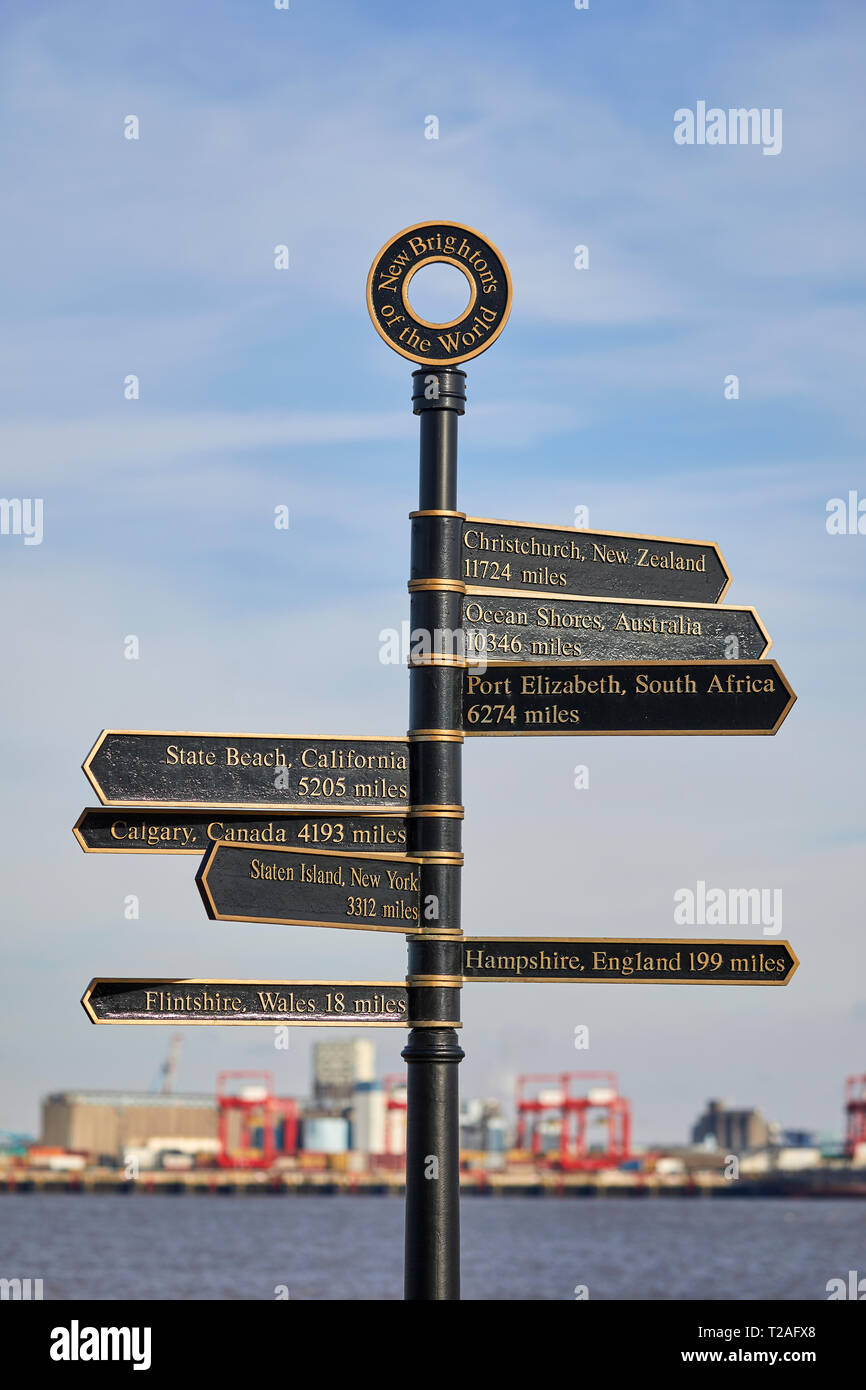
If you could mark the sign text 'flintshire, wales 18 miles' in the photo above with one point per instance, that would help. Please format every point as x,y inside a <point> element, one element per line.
<point>142,830</point>
<point>325,888</point>
<point>509,626</point>
<point>626,698</point>
<point>129,767</point>
<point>306,1002</point>
<point>535,559</point>
<point>637,959</point>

#### About this task
What is needed is an exact printout of all the entries, without the pictures.

#### The completed task
If you could mark the sign text 'flintshire, wales 18 miles' in the photo above with one point per instance, that would help. Please format every point as x,y inside a <point> element, one element per line.
<point>142,830</point>
<point>325,888</point>
<point>509,626</point>
<point>626,698</point>
<point>129,767</point>
<point>306,1002</point>
<point>535,559</point>
<point>637,959</point>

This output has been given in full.